What you are asked to do ->
Copy out the rows that follow, changing every "shot-chart analytics" to "court-position analytics" and leaving everything else as it is.

Pointing dataset excerpts ->
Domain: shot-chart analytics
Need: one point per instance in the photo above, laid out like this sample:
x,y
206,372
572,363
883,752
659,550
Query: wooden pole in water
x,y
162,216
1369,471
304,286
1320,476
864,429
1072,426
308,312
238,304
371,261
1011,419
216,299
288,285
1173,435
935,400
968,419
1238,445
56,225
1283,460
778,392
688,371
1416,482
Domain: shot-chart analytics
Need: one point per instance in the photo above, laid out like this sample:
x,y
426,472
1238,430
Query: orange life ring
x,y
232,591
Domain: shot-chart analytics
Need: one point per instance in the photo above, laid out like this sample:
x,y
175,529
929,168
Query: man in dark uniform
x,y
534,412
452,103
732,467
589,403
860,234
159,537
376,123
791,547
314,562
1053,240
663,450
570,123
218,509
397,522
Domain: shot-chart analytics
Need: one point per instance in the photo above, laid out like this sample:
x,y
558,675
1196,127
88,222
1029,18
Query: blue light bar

Output of the exercise ->
Domain: court-position analytics
Need: one point per instance in the photo above, laid out like this sample:
x,y
206,372
572,363
883,752
659,550
Query: wooden pole in water
x,y
162,216
1369,471
304,286
1320,476
864,429
1072,426
308,312
238,304
371,261
1011,419
216,299
288,285
1173,435
935,400
968,419
1238,445
56,225
1283,460
778,392
688,371
1416,482
Domain: court-position analytics
Need: one point per instance in the photo above, laid out like this sample:
x,y
426,472
1238,430
Query: orange life ring
x,y
232,591
Domain: court-position analytics
Need: one point per instance in the photo above, laid out like this sample:
x,y
175,529
929,168
Query: man in dark uniform
x,y
534,412
452,103
732,467
589,403
860,234
159,537
376,123
791,547
314,562
1053,240
663,450
570,123
218,509
397,522
Domain: court-position analytics
Need: one point per instance in the photo above, laid out like this sample:
x,y
558,675
1196,127
88,222
1029,18
Query: blue light bar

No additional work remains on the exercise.